— Begin Text to read —

There are also projects like Deep Learning cleans podcast episodes from ‘ahem’ sounds GitHub which could greatly reduce work in cleaning up podcast as shown here in this crude video I recorded yesterday:

Multitrack editing with synchronization in Audacity

But this is still research and not testing : (

Thanks to @officialfuzzy we have enough audio to train such networks but I don't have this kind hardware (GPU rigs) but maybe #gridcoin could help out?

Where is the start of a new sentence?

Detecting when sentences start and end in a stream of talk would be great in making podcasts much more understandable. But trying to improve by reading what various 'experts' think, you inevitably come across some who disagree...

What one finds in language processing is that words and sentences are there just to help written language and do not occur in speech. How do I detect the starts and ends of sentences in audio?

At least the punctuator makes a great difference but it analyzes text, not the audio.

Looking further, another project which analyzes text coming out of Automatic Speech Recognition is Sounder:

filter(query, reserved_sub_words=None) is basically a utility provided you to filter the stop words out of your string, for instance, "Hey Stephanie, what is the time right now?" would filter away ['hey', 'what', 'is', 'the'] since they don't hold higher meaning, leaving behind key_words like ['stephanie', 'time', 'right', 'now']

As you can see it might help to filter out common stop words. But it is a library meaning it's made to support your application, not be one. And it seems to be tailored for appliances like Google Home, Alexa Echo and other virtual assistants.

— End Text to read —

_Short exercise A:_ Set down the part of the passage on podcast cleanup starting with "As you can see" and going on through "other virtual assistants.", keeping every word and mark as it appears.
_Short exercise B:_ Report each line of the rows that contains the string "gray", copying every such line in full.
The rows below were gathered separately and have no connection to the passage on podcast cleanup.

— Begin Supplied records —

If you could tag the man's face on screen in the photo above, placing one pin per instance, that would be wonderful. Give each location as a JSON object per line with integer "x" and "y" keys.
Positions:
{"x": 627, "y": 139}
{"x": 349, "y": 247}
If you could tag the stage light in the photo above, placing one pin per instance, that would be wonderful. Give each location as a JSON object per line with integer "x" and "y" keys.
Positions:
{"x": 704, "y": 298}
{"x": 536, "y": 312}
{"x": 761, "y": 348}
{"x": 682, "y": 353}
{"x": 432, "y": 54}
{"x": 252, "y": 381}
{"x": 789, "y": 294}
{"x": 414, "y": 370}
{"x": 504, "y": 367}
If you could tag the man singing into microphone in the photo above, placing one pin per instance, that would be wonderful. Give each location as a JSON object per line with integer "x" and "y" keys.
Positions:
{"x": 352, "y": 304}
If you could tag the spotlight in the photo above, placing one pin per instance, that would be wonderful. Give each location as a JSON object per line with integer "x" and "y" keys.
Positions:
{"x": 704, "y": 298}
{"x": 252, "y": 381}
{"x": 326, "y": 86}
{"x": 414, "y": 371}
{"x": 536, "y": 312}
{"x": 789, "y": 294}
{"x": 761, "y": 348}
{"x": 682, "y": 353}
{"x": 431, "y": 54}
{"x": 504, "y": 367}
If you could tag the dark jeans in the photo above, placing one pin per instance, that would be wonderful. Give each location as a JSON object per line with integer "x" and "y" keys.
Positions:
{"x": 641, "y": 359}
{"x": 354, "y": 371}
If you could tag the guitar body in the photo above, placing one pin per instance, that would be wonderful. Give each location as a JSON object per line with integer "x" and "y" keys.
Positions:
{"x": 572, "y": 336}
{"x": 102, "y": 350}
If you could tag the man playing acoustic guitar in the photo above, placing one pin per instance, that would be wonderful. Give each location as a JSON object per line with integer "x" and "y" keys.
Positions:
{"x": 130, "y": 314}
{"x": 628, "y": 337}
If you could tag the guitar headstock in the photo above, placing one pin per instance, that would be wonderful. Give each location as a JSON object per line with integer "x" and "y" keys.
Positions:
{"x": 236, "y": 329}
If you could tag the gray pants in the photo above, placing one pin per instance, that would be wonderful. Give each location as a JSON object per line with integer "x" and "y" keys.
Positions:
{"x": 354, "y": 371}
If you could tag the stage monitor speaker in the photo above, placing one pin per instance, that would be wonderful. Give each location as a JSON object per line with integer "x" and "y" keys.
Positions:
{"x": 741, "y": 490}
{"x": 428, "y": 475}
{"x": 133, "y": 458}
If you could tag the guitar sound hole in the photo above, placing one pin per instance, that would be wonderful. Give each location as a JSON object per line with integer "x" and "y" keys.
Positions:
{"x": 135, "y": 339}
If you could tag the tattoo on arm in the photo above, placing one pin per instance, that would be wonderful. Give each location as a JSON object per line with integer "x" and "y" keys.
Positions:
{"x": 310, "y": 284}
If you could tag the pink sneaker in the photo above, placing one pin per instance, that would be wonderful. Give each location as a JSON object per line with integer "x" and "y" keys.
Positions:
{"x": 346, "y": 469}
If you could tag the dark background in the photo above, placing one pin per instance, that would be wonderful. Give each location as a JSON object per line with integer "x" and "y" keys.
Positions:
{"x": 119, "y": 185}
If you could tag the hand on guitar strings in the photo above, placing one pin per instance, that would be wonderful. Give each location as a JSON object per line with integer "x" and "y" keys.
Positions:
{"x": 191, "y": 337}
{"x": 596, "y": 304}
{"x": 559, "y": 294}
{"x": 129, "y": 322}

— End Supplied records —

_Output A:_
As you can see it might help to filter out common stop words. But it is a library meaning it's made to support your application, not be one. And it seems to be tailored for appliances like Google Home, Alexa Echo and other virtual assistants.

_Output B:_
If you could tag the gray pants in the photo above, placing one pin per instance, that would be wonderful. Give each location as a JSON object per line with integer "x" and "y" keys.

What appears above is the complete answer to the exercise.